About this exercise:
Your answer must be an exact copy of all the entries.

Collected data:

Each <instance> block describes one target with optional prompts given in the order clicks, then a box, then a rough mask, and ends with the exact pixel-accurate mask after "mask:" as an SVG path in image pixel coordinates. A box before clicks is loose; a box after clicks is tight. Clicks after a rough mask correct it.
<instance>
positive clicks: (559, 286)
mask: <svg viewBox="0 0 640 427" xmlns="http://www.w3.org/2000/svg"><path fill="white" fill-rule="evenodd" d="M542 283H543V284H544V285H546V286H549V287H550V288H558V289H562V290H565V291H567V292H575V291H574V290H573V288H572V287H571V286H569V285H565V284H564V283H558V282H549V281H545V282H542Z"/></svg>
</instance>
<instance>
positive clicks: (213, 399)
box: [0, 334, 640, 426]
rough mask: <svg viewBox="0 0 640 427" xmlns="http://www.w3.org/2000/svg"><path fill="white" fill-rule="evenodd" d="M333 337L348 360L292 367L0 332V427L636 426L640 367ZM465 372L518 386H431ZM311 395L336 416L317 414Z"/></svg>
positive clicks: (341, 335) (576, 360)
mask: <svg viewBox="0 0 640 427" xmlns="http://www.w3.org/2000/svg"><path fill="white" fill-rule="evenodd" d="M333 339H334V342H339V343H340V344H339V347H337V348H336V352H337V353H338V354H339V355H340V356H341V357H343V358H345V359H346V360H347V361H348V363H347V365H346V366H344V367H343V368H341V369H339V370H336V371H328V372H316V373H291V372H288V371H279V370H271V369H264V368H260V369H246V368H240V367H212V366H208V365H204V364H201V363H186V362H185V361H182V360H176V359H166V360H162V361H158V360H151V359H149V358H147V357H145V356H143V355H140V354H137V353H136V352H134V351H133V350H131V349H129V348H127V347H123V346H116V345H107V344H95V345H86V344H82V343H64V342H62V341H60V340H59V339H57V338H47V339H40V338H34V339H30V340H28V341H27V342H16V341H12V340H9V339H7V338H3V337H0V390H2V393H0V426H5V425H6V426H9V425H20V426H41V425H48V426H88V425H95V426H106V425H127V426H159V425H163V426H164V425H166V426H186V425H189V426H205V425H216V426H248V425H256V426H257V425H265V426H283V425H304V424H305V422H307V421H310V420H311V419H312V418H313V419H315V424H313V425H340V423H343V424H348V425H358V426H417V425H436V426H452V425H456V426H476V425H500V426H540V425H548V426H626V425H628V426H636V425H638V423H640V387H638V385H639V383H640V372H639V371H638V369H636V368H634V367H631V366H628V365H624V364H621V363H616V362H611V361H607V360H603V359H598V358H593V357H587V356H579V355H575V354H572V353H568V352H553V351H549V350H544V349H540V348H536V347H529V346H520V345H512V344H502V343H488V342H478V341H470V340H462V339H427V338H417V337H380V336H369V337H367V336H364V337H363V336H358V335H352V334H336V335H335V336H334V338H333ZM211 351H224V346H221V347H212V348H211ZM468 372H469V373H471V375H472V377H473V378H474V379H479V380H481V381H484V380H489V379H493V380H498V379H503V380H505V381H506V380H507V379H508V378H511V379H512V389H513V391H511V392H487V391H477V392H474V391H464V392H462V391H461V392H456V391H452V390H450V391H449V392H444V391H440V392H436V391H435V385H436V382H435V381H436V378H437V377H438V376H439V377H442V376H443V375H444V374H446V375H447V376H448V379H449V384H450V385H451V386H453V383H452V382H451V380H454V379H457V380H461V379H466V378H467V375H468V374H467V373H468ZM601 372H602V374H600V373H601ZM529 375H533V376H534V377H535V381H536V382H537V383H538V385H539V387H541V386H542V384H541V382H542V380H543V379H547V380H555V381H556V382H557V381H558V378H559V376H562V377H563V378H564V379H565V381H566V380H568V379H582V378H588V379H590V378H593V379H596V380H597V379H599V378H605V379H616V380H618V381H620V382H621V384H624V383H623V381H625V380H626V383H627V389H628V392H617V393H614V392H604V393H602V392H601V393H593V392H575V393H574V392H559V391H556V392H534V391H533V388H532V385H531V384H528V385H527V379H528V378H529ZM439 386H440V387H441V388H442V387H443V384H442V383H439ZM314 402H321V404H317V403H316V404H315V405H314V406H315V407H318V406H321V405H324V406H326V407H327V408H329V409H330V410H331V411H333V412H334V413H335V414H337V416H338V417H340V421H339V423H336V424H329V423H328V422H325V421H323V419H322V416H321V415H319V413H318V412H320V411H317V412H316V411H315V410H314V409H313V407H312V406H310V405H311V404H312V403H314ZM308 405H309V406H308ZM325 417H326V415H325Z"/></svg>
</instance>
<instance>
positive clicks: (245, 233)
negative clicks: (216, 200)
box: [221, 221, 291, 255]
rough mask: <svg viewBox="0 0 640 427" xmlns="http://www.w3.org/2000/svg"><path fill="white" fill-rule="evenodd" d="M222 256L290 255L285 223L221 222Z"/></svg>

Expected answer:
Each <instance> block describes one target with optional prompts given in the order clicks, then a box, then a rough mask, and ends with the exact pixel-accurate mask after "mask:" as an SVG path in image pixel coordinates. A box before clicks is loose; a box after clicks is tight. Clicks after a rough mask correct it.
<instance>
positive clicks: (559, 286)
mask: <svg viewBox="0 0 640 427" xmlns="http://www.w3.org/2000/svg"><path fill="white" fill-rule="evenodd" d="M542 283H543V284H544V285H546V286H549V287H550V288H558V289H562V290H565V291H567V292H575V291H574V290H573V288H572V287H571V286H569V285H565V284H564V283H558V282H549V281H545V282H542Z"/></svg>
</instance>
<instance>
positive clicks: (213, 399)
box: [0, 334, 640, 426]
rough mask: <svg viewBox="0 0 640 427" xmlns="http://www.w3.org/2000/svg"><path fill="white" fill-rule="evenodd" d="M333 337L348 360L292 367L0 332V427L636 426L640 367ZM465 372L518 386H431ZM311 395L336 416L317 414Z"/></svg>
positive clicks: (341, 335) (576, 360)
mask: <svg viewBox="0 0 640 427" xmlns="http://www.w3.org/2000/svg"><path fill="white" fill-rule="evenodd" d="M333 339H334V342H339V343H340V344H339V347H337V348H336V352H337V353H338V354H339V355H340V356H341V357H343V358H345V359H346V360H347V361H348V363H347V365H346V366H344V367H343V368H341V369H339V370H336V371H328V372H316V373H291V372H288V371H279V370H271V369H264V368H260V369H246V368H240V367H212V366H208V365H204V364H201V363H186V362H185V361H182V360H176V359H166V360H162V361H158V360H151V359H149V358H147V357H145V356H143V355H140V354H137V353H136V352H134V351H133V350H131V349H129V348H127V347H123V346H116V345H107V344H95V345H86V344H82V343H64V342H62V341H60V340H59V339H57V338H47V339H40V338H34V339H30V340H28V341H27V342H16V341H12V340H9V339H7V338H3V337H0V390H2V393H0V426H5V425H6V426H9V425H20V426H41V425H48V426H88V425H95V426H106V425H127V426H159V425H163V426H164V425H166V426H186V425H189V426H205V425H216V426H248V425H256V426H257V425H265V426H283V425H304V424H305V422H307V421H310V420H311V419H312V418H313V419H315V424H313V425H340V423H343V424H348V425H358V426H417V425H436V426H452V425H456V426H476V425H500V426H540V425H548V426H626V425H628V426H636V425H638V423H640V387H638V385H639V383H640V372H639V371H638V369H636V368H634V367H631V366H628V365H624V364H621V363H616V362H611V361H607V360H603V359H598V358H593V357H587V356H579V355H575V354H572V353H568V352H553V351H549V350H544V349H540V348H536V347H529V346H520V345H512V344H502V343H488V342H478V341H470V340H462V339H427V338H417V337H380V336H369V337H367V336H364V337H363V336H358V335H352V334H336V335H335V336H334V338H333ZM211 351H224V346H221V347H212V348H211ZM468 372H469V373H471V375H472V377H473V378H474V379H479V380H481V381H484V380H489V379H493V380H498V379H503V380H505V381H506V380H507V379H508V378H511V379H512V389H513V391H511V392H487V391H477V392H474V391H464V392H462V391H461V392H456V391H452V390H450V391H449V392H444V391H440V392H436V391H435V385H436V382H435V381H436V378H437V377H438V376H439V377H442V376H443V375H444V374H446V375H447V376H448V379H449V384H450V385H451V386H453V383H452V382H451V380H454V379H457V380H461V379H466V378H467V375H468V374H467V373H468ZM601 372H602V374H600V373H601ZM529 375H533V376H534V377H535V381H536V382H537V383H538V385H539V387H541V386H542V384H541V382H542V380H543V379H547V380H555V381H556V382H557V381H558V378H559V376H562V377H563V378H564V379H565V381H566V380H568V379H582V378H588V379H590V378H593V379H596V380H597V379H599V378H605V379H616V380H618V381H620V382H621V384H624V383H623V381H625V380H626V383H627V389H628V392H617V393H614V392H604V393H602V392H601V393H593V392H575V393H574V392H559V391H556V392H534V391H533V388H532V385H531V384H528V385H527V379H528V378H529ZM439 386H440V387H441V388H442V387H443V384H442V383H439ZM314 402H321V404H317V403H316V404H315V405H314V406H315V407H318V406H321V405H324V406H326V407H327V408H329V409H330V410H331V411H333V412H334V413H335V414H337V416H338V417H340V421H339V423H336V424H329V423H328V422H325V421H323V419H322V416H321V415H319V413H318V412H320V411H317V412H316V411H315V410H314V409H313V407H312V406H310V405H311V404H312V403H314ZM308 405H309V406H308ZM325 417H326V415H325Z"/></svg>
</instance>
<instance>
positive clicks: (245, 233)
negative clicks: (216, 200)
box: [221, 221, 291, 255]
rough mask: <svg viewBox="0 0 640 427" xmlns="http://www.w3.org/2000/svg"><path fill="white" fill-rule="evenodd" d="M222 256L290 255L285 223L221 222Z"/></svg>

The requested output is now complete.